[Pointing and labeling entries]
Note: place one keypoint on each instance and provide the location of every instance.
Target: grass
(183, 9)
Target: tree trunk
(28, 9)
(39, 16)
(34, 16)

§ To do
Copy out every row above word for word, keeping each one the same as it stands.

§ Expected answer
Note: place one keypoint on each instance and provide the location of every instance.
Target: grass
(183, 9)
Target: tree trunk
(28, 9)
(39, 16)
(34, 16)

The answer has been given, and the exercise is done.